***** THE DATA
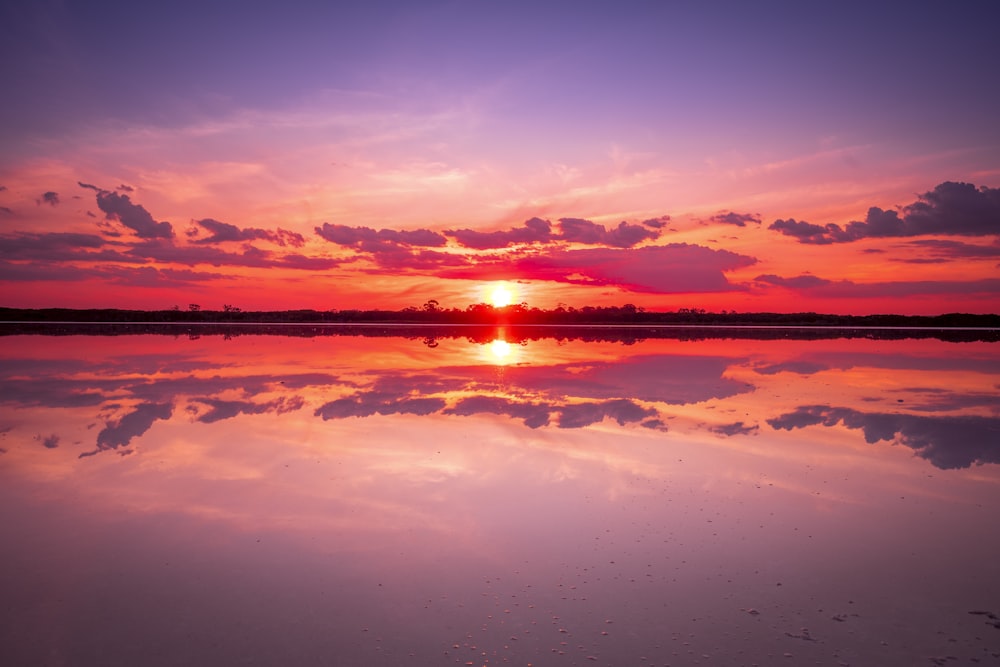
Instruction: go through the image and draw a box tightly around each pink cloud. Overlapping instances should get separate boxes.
[440,244,756,293]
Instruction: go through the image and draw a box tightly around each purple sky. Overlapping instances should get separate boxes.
[1,0,999,312]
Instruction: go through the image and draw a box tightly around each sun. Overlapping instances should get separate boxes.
[489,338,512,362]
[488,281,515,308]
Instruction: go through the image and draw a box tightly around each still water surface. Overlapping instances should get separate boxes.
[1,330,998,666]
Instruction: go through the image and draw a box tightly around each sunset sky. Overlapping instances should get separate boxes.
[2,0,999,314]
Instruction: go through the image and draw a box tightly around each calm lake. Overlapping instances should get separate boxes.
[1,328,998,666]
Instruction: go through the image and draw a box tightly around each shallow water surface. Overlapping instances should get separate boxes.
[1,331,998,666]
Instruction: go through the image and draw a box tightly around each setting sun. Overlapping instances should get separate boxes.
[488,282,515,308]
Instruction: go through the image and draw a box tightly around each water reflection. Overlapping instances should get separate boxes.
[1,332,999,665]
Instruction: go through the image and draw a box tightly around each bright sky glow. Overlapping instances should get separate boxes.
[1,1,998,314]
[489,282,514,308]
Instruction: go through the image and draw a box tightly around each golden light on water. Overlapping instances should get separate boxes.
[489,338,513,363]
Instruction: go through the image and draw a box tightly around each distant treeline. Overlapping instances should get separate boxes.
[1,304,998,328]
[3,321,998,343]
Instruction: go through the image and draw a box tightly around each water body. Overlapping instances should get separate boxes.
[1,331,998,666]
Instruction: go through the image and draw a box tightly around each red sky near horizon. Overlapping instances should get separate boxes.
[2,1,999,315]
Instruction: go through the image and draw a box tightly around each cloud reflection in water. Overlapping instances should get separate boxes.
[0,332,999,665]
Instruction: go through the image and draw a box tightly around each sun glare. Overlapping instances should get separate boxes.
[490,338,512,362]
[489,282,514,308]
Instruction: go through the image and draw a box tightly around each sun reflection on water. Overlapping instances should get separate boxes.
[489,338,513,365]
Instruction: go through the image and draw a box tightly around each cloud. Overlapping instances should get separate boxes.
[767,405,1000,469]
[556,399,655,428]
[38,433,60,449]
[314,222,447,250]
[443,395,552,428]
[753,360,828,375]
[192,395,305,423]
[504,244,756,293]
[769,181,1000,244]
[754,273,832,289]
[641,216,670,229]
[190,218,306,247]
[0,260,99,282]
[557,218,659,247]
[445,217,660,249]
[364,247,471,270]
[83,402,174,457]
[710,421,759,436]
[0,363,118,407]
[445,217,554,249]
[710,211,761,227]
[80,183,174,239]
[314,390,446,420]
[0,231,113,260]
[36,191,59,207]
[902,239,1000,260]
[754,273,1000,297]
[100,265,225,287]
[127,239,341,271]
[505,354,752,405]
[0,207,12,216]
[322,383,658,430]
[768,218,845,244]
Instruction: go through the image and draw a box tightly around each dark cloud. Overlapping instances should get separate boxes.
[445,217,554,249]
[767,405,1000,470]
[754,273,832,289]
[83,402,174,457]
[766,350,1000,376]
[82,184,174,239]
[556,399,654,428]
[641,216,670,229]
[314,390,446,420]
[445,217,660,249]
[100,265,225,287]
[443,395,552,428]
[754,273,1000,297]
[903,239,1000,259]
[0,260,98,282]
[557,218,659,247]
[768,218,845,244]
[898,390,1000,413]
[502,244,755,293]
[0,207,13,216]
[754,361,829,375]
[314,222,447,250]
[504,354,752,405]
[192,396,305,423]
[365,246,471,270]
[0,231,111,261]
[710,211,761,227]
[116,184,134,192]
[338,384,656,430]
[769,181,1000,244]
[640,418,669,431]
[36,191,59,207]
[127,239,340,271]
[39,434,60,449]
[710,421,759,436]
[191,218,306,247]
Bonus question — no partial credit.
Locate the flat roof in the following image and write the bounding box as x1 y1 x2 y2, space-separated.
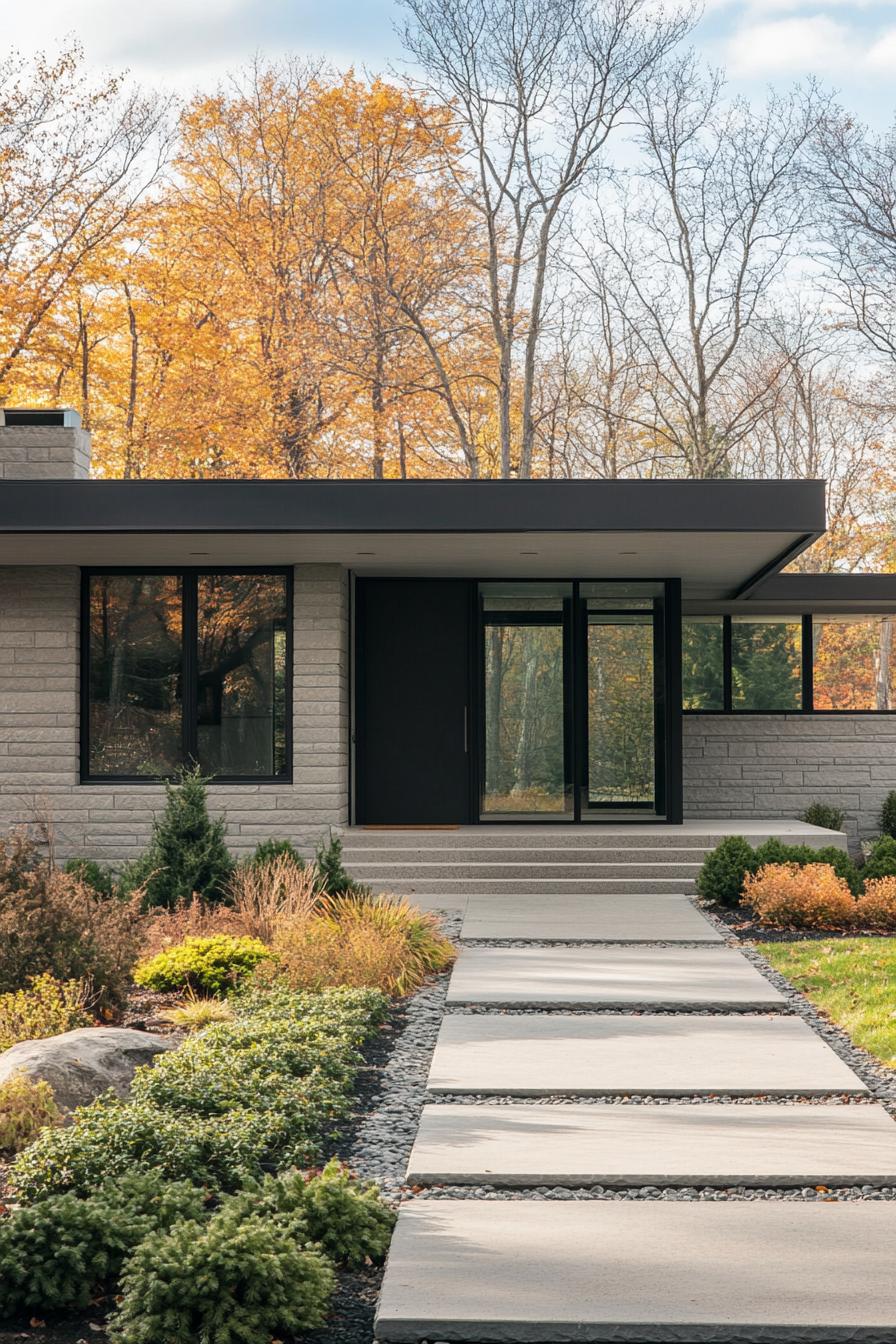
0 477 827 600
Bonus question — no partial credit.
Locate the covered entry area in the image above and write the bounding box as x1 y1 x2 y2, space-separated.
355 577 682 825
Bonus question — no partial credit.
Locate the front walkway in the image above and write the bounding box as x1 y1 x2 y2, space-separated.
375 891 896 1342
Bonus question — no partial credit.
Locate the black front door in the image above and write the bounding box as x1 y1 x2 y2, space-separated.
354 579 472 824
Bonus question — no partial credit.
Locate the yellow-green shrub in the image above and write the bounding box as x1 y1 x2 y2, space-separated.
0 973 92 1051
0 1073 61 1153
742 862 856 930
134 935 271 996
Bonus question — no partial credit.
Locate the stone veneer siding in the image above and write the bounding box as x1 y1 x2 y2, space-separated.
0 425 91 479
0 562 350 863
683 714 896 846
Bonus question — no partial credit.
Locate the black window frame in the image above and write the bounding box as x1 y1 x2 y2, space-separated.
80 566 293 784
683 612 896 715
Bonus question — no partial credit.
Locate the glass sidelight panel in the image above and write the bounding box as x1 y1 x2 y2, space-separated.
481 585 571 816
586 614 656 809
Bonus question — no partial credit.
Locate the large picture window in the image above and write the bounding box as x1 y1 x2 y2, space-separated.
84 570 290 781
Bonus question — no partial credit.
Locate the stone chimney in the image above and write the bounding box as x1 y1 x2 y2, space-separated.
0 408 91 480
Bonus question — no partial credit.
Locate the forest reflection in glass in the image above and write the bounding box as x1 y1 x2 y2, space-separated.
482 622 567 814
197 574 288 777
587 615 655 805
682 617 724 710
89 574 183 775
731 617 801 710
813 615 896 710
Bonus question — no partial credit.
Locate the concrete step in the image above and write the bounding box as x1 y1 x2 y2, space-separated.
407 1102 896 1188
460 891 722 942
445 946 785 1010
344 831 724 851
343 846 712 865
427 1013 868 1097
349 862 703 882
359 877 696 895
375 1200 896 1342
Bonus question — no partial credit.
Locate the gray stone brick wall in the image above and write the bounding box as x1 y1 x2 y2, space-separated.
0 563 350 864
0 426 91 479
683 714 896 846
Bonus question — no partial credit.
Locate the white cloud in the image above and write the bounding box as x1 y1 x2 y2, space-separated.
866 26 896 69
725 15 858 76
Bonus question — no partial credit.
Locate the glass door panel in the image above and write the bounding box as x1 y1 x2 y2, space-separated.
481 587 571 817
586 614 656 812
**********
- **TASK DETAILS**: Once the pictures are set aside, please output all the data word for word.

- **ANSWER SPACE**:
Instruction: go through the image and draw a box tightly around each pink cloud. Overlapping instances should get separate boxes.
[440,244,756,293]
Instruction: go through the image and draw a box tightly around each purple sky. Overlapping instances should get separate boxes.
[1,0,999,312]
Instruction: go through the image and draw a box tightly around each sun. Overlapping instances should get separate boxes.
[489,338,512,362]
[488,281,515,308]
Instruction: go through the image and draw a box tightly around each still water surface. Overlapping instances should get separate boxes.
[1,330,998,666]
Instruction: go through the image and draw a box tightly around each sunset sky. Overlapping instances should get separate boxes.
[2,0,999,314]
Instruction: go through the image and draw a box tightly around each calm lake. Overlapping instances should get separate boxes.
[1,328,998,666]
Instruction: go through the image and draw a box tightly around each shallow water surface. Overlapping instances should get separate boxes.
[1,331,998,666]
Instruction: go through the image and draw a box tightly around each setting sun. Overlapping instances should get separate boxes.
[488,282,515,308]
Instruction: go through the image and draw a box tightly around each water reflection. Overlapping instances should get separate boxes.
[1,332,999,665]
Instruction: go through the image and draw a box tightly around each bright sky glow. Overlapping instances should get separate boxes.
[1,1,998,314]
[489,282,514,308]
Instruction: go through the image and draw a box tightly around each golden light on water. Overlapping instances should get separate boxes.
[489,338,513,363]
Instruction: go through the image and draw a box tightly around each distant treeline. Overlapping instances should get separate boxes.
[1,304,998,328]
[3,321,998,343]
Instruction: go through the image and draw a box tightly around each water body. Overlapping instances should get separate boxes.
[1,331,998,666]
Instruction: go through the image and draw a box tightly around each red sky near horizon. Overlapping instances should get separate boxes.
[2,1,999,315]
Instruction: go through the image and draw a box tightly around each cloud reflection in water. Overlapping instances should get separate boxes.
[0,332,999,665]
Instruction: go through the image and draw a box tightly around each sun glare. Overlapping instances should get separate boxes.
[490,338,512,362]
[489,282,514,308]
Instruction: go through the image and draw a box tightly around each sun reflection on water. Overlapping instances should get separate boxes.
[489,338,513,365]
Instruction: go through the image and draw a box tightly around each cloud. Overlapping instances should get separate boxes.
[767,405,1000,469]
[556,399,655,428]
[38,433,60,449]
[314,222,447,250]
[443,395,552,428]
[753,360,828,375]
[192,395,305,423]
[504,244,756,293]
[769,181,1000,244]
[754,273,832,289]
[641,216,670,229]
[190,218,306,247]
[0,260,99,282]
[557,218,659,247]
[445,217,660,249]
[364,247,471,270]
[83,402,174,457]
[710,421,759,436]
[0,363,118,407]
[445,217,554,249]
[710,211,761,227]
[80,183,174,239]
[314,390,446,420]
[0,231,113,260]
[36,191,59,207]
[902,239,1000,260]
[754,273,1000,297]
[100,265,225,287]
[127,239,341,271]
[505,354,752,405]
[0,207,12,216]
[322,383,658,430]
[768,218,845,244]
Instruction: go through the image and draw a box tightly around each dark cloud. Overlapping instances should get separate boxes.
[445,217,554,249]
[767,405,1000,470]
[754,273,832,289]
[83,402,174,457]
[766,350,1000,376]
[82,184,174,239]
[556,399,654,428]
[641,216,670,229]
[314,390,446,420]
[445,217,660,249]
[100,265,225,287]
[443,395,552,428]
[754,273,1000,297]
[903,239,1000,259]
[0,260,98,282]
[557,218,659,247]
[768,218,845,244]
[898,390,1000,413]
[502,244,755,293]
[0,207,13,216]
[754,361,829,375]
[314,222,447,250]
[504,354,752,405]
[192,396,305,423]
[365,246,471,270]
[0,231,111,261]
[710,211,761,227]
[116,184,134,192]
[338,384,656,430]
[769,181,1000,244]
[640,418,669,431]
[36,191,59,207]
[127,239,340,271]
[39,434,60,449]
[710,421,759,436]
[191,218,306,247]
Bonus question — no partial credit.
Locate the flat roof in the following image and write the bounding box as x1 y1 x2 y2, space-separated.
0 477 827 600
Bonus question — no partial credit.
Locate the covered entry area in the image above and write the bounding box as x1 y1 x2 y2, space-separated.
355 577 682 825
Bonus question — no partial credit.
Locate the front walkway in the image above and write the bounding box as x1 y1 x2 y2, space-separated.
375 891 896 1342
Bonus question — no partial credit.
Locate the black front door in the image above and write the bounding box as x1 y1 x2 y2, space-separated.
354 579 472 824
Bonus question — no partial credit.
Locate the yellow-green shrub in the image above and write the bounding box as x1 y1 x2 y2, space-separated.
0 973 92 1051
0 1073 61 1153
742 862 856 930
134 935 271 996
Bonus question — no partial credit.
Locate the stone veneer siding in the image above and write the bounding box as x1 y1 x2 y2, space-separated.
0 425 91 479
0 562 350 863
683 714 896 846
Bonus question — no partial credit.
Locate the black window frame in the image above and write the bounding box as x1 y1 x2 y2, space-separated.
80 566 293 784
683 612 896 715
Bonus question — no partial credit.
Locate the glass sidelight panel in the image above and write the bounding box as x1 y1 x2 y2, space-separated.
481 585 571 816
586 614 656 809
Bonus question — no partial credit.
Locate the large picture window in the image above and write the bounding box as x1 y1 x2 y2, space-separated.
84 570 290 781
Bonus question — no partial credit.
Locate the stone chimney in the image above and write the bounding box as x1 y1 x2 y2, space-separated.
0 408 91 480
Bonus question — no partial credit.
Locate the forest reflection in glass in the image above and write the bounding box as x1 y1 x2 y2, space-separated.
482 622 567 814
197 574 288 777
587 615 655 805
682 617 724 710
89 574 183 775
731 617 801 710
813 615 896 710
Bonus question — no partial credit.
Locate the concrete step in the image above and write the bounding box as x1 y1 x2 y2, space-separated.
407 1102 896 1188
460 891 722 942
445 946 785 1010
344 831 724 851
343 846 712 865
427 1013 868 1097
349 862 703 882
359 877 696 895
375 1200 896 1342
Bonus question — no partial credit.
Locate the gray stone brick wall in the image above and write the bounding box as x1 y1 x2 y2, space-separated.
0 563 350 864
0 426 91 479
683 714 896 846
Bonus question — no partial credit.
Locate the white cloud in the image above and write the bounding box as x1 y1 x2 y2, space-separated.
866 26 896 69
725 15 858 76
Bonus question — no partial credit.
Locate the glass door panel in the image above and write the bounding box as x1 y1 x2 y2, space-separated.
481 587 571 817
586 614 656 812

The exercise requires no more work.